Study text:
▬▬▬▬▬▬▬▬▬▬

More specifically, the client ensures that the goods entrusted to the Service Provider for storage are insured against all damages resulting from risks such as fire, explosion, lightning, storm, natural disasters, terrorism, vandalism, water damage, electrical damage, and theft that may affect their goods during their storage by the Service Provider, as well as the financial damages that may result, including loss of profits.
In this regard, the client waives all recourse that they may be entitled to exercise against the Service Provider or its insurer and undertakes to obtain the same waiver of recourse from its insurer that the latter would be entitled to exercise, as the client’s subrogee, against the Service Provider whose liability would be engaged in the occurrence of damages of any nature, tangible or intangible, resulting from the occurrence of one of the insured risks listed above, as well as against the Service Provider’s insurers.

3.3. No goods insurance is taken out by the Service Provider without a specific written order from the client for each service (transport, storage, handling, weighing, etc.), specifying the risks to be covered and the values to be guaranteed. In the absence of specific details, only ordinary risks (excluding war and strike risks) will be insured. Acting in this specific case as a proxy, the Service Provider cannot be considered an insurer in any case. The Service Provider, acting on behalf of the client, contracts insurance with a reputable insurance company at the time of coverage. The Service Provider must indicate the name of the insurance company to the client and send them the insurance certificate upon request. The policy conditions are deemed known and agreed upon by the shippers and recipients who bear the cost, where applicable.

Article 4 – SERVICES
4.1. PERFORMANCE OF SERVICES

4.1.1. Any departure and arrival dates of the goods and/or announced dates for the performance of related services, whether or not they are linked to physical flows, possibly communicated by the Service Provider, are given purely as an indication and cannot in any case engage their personal liability or as a guarantor.

4.1.2. The Service Provider provides the human and material resources necessary for the execution of the services in accordance with the information and specificities brought to its attention by the client prior to the start of the services. The Service Provider is in no case required to comply with instructions incompatible with the regulations in force and/or to perform services that present any risk to the safety of people and property.

▬▬▬▬▬▬▬▬▬▬

Records for processing:
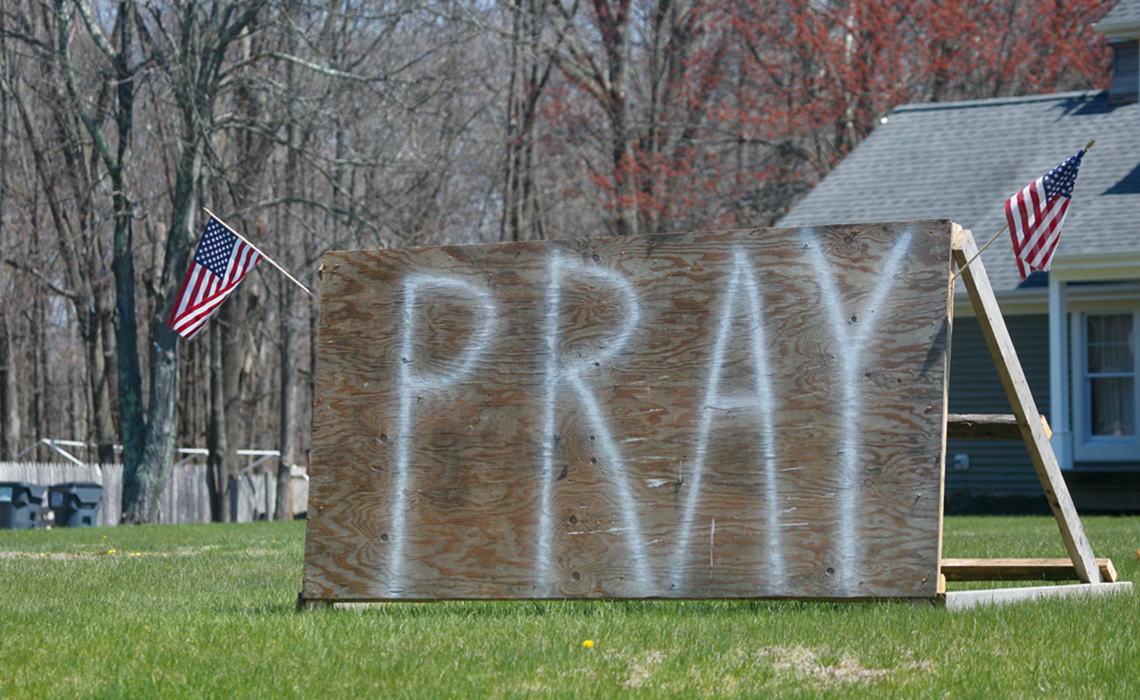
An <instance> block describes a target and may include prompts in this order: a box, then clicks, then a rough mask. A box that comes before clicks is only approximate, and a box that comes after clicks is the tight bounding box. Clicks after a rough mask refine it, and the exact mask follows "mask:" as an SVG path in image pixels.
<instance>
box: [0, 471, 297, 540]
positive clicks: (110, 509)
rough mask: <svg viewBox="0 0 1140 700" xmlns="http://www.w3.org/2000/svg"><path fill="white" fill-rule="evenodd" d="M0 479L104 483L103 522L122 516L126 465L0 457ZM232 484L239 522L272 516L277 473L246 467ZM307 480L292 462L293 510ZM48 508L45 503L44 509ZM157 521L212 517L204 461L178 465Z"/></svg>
mask: <svg viewBox="0 0 1140 700" xmlns="http://www.w3.org/2000/svg"><path fill="white" fill-rule="evenodd" d="M0 481H25V482H30V483H39V485H42V486H55V485H57V483H68V482H89V483H98V485H100V486H101V487H103V489H104V491H103V505H101V506H100V507H99V514H98V523H97V524H100V526H112V524H119V521H120V519H121V516H122V496H123V465H122V464H105V465H101V466H96V465H91V466H79V465H75V464H46V463H41V462H0ZM236 482H237V483H236V486H237V488H235V489H231V494H233V496H231V499H230V513H231V516H233V520H234V521H236V522H250V521H254V520H267V519H270V518H272V514H274V512H275V508H276V505H277V503H276V500H277V486H276V474H272V473H269V472H258V473H253V472H246V473H244V474H242V475H239V477H238V478H237V479H236ZM308 487H309V481H308V478H307V477H306V475H304V470H302V469H300V467H293V512H294V513H303V512H304V511H306V507H307V502H308V497H309V488H308ZM44 512H47V503H44V507H43V511H41V513H44ZM158 522H161V523H162V524H176V523H184V522H210V491H209V488H207V483H206V466H205V465H204V464H181V465H178V466H176V467H174V469H173V470H172V471H171V473H170V477H169V479H168V480H166V488H165V490H164V491H163V495H162V506H161V511H160V518H158Z"/></svg>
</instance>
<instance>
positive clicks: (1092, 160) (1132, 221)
mask: <svg viewBox="0 0 1140 700" xmlns="http://www.w3.org/2000/svg"><path fill="white" fill-rule="evenodd" d="M1125 6H1135V7H1140V0H1135V1H1133V0H1126V1H1125V2H1122V3H1121V5H1118V6H1117V9H1121V8H1124V9H1125V10H1127V9H1129V8H1127V7H1125ZM1114 11H1115V10H1114ZM1092 138H1096V139H1097V144H1096V146H1094V147H1093V148H1092V150H1090V152H1089V153H1088V154H1086V155H1085V157H1084V161H1083V163H1082V165H1081V174H1080V177H1078V178H1077V181H1076V187H1075V189H1074V193H1073V203H1072V204H1070V205H1069V210H1068V217H1067V219H1066V220H1065V228H1064V233H1062V235H1061V241H1060V244H1059V246H1058V249H1057V257H1056V258H1055V264H1057V262H1058V261H1060V260H1062V259H1065V258H1067V257H1081V255H1090V254H1115V253H1119V254H1125V255H1127V257H1130V258H1133V259H1140V105H1138V104H1137V103H1132V104H1127V105H1112V106H1110V105H1109V104H1108V99H1107V91H1092V92H1062V93H1053V95H1039V96H1033V97H1017V98H1000V99H986V100H975V101H960V103H942V104H925V105H905V106H902V107H898V108H896V109H895V111H894V112H891V113H890V115H889V116H888V117H887V119H886V120H885V122H884V123H882V124H881V125H880V127H879V128H878V129H876V130H874V132H873V133H872V135H871V136H870V137H869V138H868V139H866V140H864V141H863V144H862V145H860V146H858V147H857V148H856V149H855V152H854V153H852V154H850V155H849V156H847V157H846V158H845V160H844V161H842V163H840V164H839V165H838V166H837V168H836V169H834V170H833V171H832V172H831V173H830V174H829V176H828V177H827V178H824V180H823V181H822V182H821V184H820V185H819V186H817V187H816V188H815V189H814V190H812V192H811V193H809V194H808V195H807V196H806V197H805V198H804V200H803V201H801V202H800V203H799V204H798V205H797V206H796V207H795V209H792V211H791V212H789V213H788V215H785V217H784V218H783V219H782V220H781V222H780V225H781V226H811V225H823V223H858V222H876V221H906V220H915V219H953V220H954V221H956V222H958V223H960V225H962V226H963V227H966V228H968V229H970V230H972V231H974V236H975V238H976V239H978V245H982V244H983V243H984V242H985V241H987V239H988V238H990V237H991V236H992V235H994V234H995V233H998V231H999V230H1000V229H1001V228H1002V227H1003V226H1004V225H1005V214H1004V202H1005V200H1007V198H1008V197H1009V196H1011V195H1013V194H1015V193H1017V192H1018V190H1020V189H1021V188H1023V187H1025V186H1026V185H1028V184H1029V182H1032V181H1033V180H1035V179H1037V178H1039V177H1041V176H1043V174H1044V173H1045V172H1048V171H1049V170H1050V169H1052V168H1055V166H1056V165H1058V164H1059V163H1060V162H1061V161H1064V160H1065V158H1067V157H1068V156H1070V155H1073V154H1074V153H1076V152H1077V150H1078V149H1080V148H1081V147H1082V146H1084V144H1085V143H1088V141H1089V139H1092ZM1003 238H1004V239H1002V241H999V242H995V243H994V244H993V245H992V246H991V247H990V250H987V251H986V252H985V253H984V254H983V261H984V262H985V266H986V269H987V271H988V274H990V278H991V282H992V283H993V286H994V290H995V291H996V292H998V293H999V294H1001V293H1004V292H1009V291H1012V290H1016V288H1018V287H1019V286H1023V285H1024V286H1028V285H1033V284H1034V283H1036V284H1039V285H1040V283H1041V275H1040V274H1035V275H1033V276H1031V277H1029V279H1028V280H1027V283H1021V280H1020V278H1019V276H1018V274H1017V268H1016V267H1015V264H1013V257H1012V253H1011V252H1010V244H1009V242H1008V241H1009V238H1008V234H1007V235H1005V236H1004V237H1003Z"/></svg>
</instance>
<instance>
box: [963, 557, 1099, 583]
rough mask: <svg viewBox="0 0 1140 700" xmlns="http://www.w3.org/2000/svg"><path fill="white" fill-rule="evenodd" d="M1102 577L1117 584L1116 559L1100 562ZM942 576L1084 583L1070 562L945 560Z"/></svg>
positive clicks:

▬▬▬▬▬▬▬▬▬▬

Task A: In the storage and services terms, rewrite the stretch from "4.1.2. The Service" through "people and property.", swapping "client" for "customer".
Task B: Copy the records verbatim from their start through the line containing "positive clicks: (110, 509)", omitting the pictures.
The text and the records are unrelated to each other.

Task answer A:
4.1.2. The Service Provider provides the human and material resources necessary for the execution of the services in accordance with the information and specificities brought to its attention by the customer prior to the start of the services. The Service Provider is in no case required to comply with instructions incompatible with the regulations in force and/or to perform services that present any risk to the safety of people and property.

Task answer B:
An <instance> block describes a target and may include prompts in this order: a box, then clicks, then a rough mask. A box that comes before clicks is only approximate, and a box that comes after clicks is the tight bounding box. Clicks after a rough mask refine it, and the exact mask follows "mask:" as an SVG path in image pixels.
<instance>
box: [0, 471, 297, 540]
positive clicks: (110, 509)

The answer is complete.